● **Task goal**
Duplicate the part of the text below on antibiotic use in livestock, starting with "The studies shine" and going on through "weren’t used anymore.".

Text Start Marker

Is the use of antibiotics on livestock causing antibiotic resistant bacteria.

            For decades the meat industry has denied ant problem with its reliance on routine, everyday antibiotic use for the nations chickens, cows and pigs. Antibiotic use on livestock farms has surged in recent years- from 20 million pounds annually in 2003 to 30 million pounds in 2011. Over the same period, the entire human population has consumed 8 million pounds per year. Which means that livestock farms now suck in 80% of the antibiotics consumed in the U.S. Meanwhile the industry routinely churns out meat containing an array of antibiotic resistant pathogens.

                The meat industry does not seem to take any of this seriously. The websites of the major industry trade groups, the American Meat Institute, the National Chicken Council, the National Pork Producers Council, all insist current antibiotic practices are safe. The main reason they can claim this with a straight face is that while scientists have long suspected that drug resistant pathogens can jump from antibiotic treated animals to humans, its been notoriously difficult to prove. The obstacle is ethics, you wouldn’t want to extract, antibiotic resistant salmonella from a turkey and inject it into a person just to see what happens. The risk of what the Center for Disease Control and Prevention politely calls treat and failure, death, would be to great. But this reason is fraying quickly. The latest gene sequence study from Denmark that documents 2 cases of MRSA, a deadly antibiotic resistant staph infection, jumping from farm animals to people.

          After analyzing the mutations of the MRSA strains in the women and animals, the researchers concluded that it had been circulating among the livestock before jumping to the people. This study comes on the heels of a 2012 paper by a consortium of U.S. and European researchers. It used gene sequencing to show that another common strainer of MTSA originated in humans as a common staph infection, jumped to livestock, where it evolved resistance to the common antibiotics tetracycline and methicillin and then jumped back to humans. If course you can also contract antibiotic resistant pathogens through contanct with raw meat. For example, more than 109 people did when the agribusiness giant Cargill sent out 10s of millions of pounds of ground turkey tainted with antibiotic resistant salmonella in 2011.

         The studies shine a hard light on another key industry claim. The public needn’t worry about antibiotic use on farms because the FDA has extensive guidelines about how antibiotics must be used to ensure the safety for both humans and animals. It is true the FDA has limited the use of a few specific antibiotics on farms. But the GDA was restricting antibiotics that weren’t used anymore.

              In fact the FDA offers only voluntary guidelines on judicious use. In fact antibiotic use on feedlots is a free for all. The FDA operates with very little information about the gusher of antibiotics entering factory farms is being used. Both the animal pharmaceutical industry and the livestock industry treat most data on antibiotic use as a tightly held secret. How much of the 30 million pounds of antibiotics now used on factory farms goes to sick animals and how much goes to making them grow faster? None of this is public information.

Text End Marker
Data to examine Start Marker

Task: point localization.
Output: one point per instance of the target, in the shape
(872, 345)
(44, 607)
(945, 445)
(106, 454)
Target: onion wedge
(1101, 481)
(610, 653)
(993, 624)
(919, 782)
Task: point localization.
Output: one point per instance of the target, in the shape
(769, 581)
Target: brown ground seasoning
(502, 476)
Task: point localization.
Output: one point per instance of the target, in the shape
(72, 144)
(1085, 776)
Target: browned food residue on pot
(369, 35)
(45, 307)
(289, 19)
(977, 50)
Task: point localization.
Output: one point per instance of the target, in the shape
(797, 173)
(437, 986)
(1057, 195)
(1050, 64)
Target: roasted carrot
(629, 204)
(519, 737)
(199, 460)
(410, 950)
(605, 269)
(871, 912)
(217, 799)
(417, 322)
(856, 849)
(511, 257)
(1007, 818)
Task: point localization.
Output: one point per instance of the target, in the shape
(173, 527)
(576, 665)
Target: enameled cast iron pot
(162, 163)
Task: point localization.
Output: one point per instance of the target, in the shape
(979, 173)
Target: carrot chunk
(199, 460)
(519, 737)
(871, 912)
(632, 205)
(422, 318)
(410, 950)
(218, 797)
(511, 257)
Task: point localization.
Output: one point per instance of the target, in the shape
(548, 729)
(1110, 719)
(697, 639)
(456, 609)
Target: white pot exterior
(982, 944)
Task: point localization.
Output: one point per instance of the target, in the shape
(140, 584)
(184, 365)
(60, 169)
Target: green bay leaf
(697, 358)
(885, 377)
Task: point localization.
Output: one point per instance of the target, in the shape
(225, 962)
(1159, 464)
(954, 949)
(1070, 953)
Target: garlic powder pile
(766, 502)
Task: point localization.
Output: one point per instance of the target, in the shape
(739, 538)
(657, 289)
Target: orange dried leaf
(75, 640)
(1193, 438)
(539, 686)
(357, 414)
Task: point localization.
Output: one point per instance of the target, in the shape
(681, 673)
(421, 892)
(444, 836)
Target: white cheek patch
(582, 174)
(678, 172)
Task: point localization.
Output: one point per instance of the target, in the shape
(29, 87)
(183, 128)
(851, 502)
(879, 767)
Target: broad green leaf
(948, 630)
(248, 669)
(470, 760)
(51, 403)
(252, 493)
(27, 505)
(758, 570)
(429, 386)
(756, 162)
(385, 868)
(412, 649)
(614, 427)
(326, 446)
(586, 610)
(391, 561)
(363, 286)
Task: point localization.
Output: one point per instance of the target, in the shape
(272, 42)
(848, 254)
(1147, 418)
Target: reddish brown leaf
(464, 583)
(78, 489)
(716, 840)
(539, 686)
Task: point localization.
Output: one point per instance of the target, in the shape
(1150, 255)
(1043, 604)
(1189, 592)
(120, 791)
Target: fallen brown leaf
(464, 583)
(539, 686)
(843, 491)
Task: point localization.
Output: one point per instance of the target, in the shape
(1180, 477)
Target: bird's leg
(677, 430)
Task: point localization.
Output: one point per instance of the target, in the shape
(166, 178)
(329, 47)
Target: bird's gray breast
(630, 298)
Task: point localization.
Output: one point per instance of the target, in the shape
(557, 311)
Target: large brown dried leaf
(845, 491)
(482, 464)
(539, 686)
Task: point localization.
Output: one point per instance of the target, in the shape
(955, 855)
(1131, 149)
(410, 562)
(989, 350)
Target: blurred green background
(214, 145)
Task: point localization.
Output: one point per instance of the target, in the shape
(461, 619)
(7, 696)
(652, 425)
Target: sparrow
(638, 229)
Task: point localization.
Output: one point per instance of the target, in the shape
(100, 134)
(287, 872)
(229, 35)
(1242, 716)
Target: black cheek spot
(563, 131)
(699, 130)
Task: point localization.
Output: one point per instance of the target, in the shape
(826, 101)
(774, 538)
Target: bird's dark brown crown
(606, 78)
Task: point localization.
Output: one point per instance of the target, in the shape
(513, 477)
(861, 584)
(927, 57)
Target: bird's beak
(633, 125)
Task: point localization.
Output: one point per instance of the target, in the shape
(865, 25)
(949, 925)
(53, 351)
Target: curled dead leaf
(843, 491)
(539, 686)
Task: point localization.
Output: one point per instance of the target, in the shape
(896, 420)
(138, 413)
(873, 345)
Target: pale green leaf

Data to examine End Marker

● **Answer section**
The studies shine a hard light on another key industry claim. The public needn’t worry about antibiotic use on farms because the FDA has extensive guidelines about how antibiotics must be used to ensure the safety for both humans and animals. It is true the FDA has limited the use of a few specific antibiotics on farms. But the GDA was restricting antibiotics that weren’t used anymore.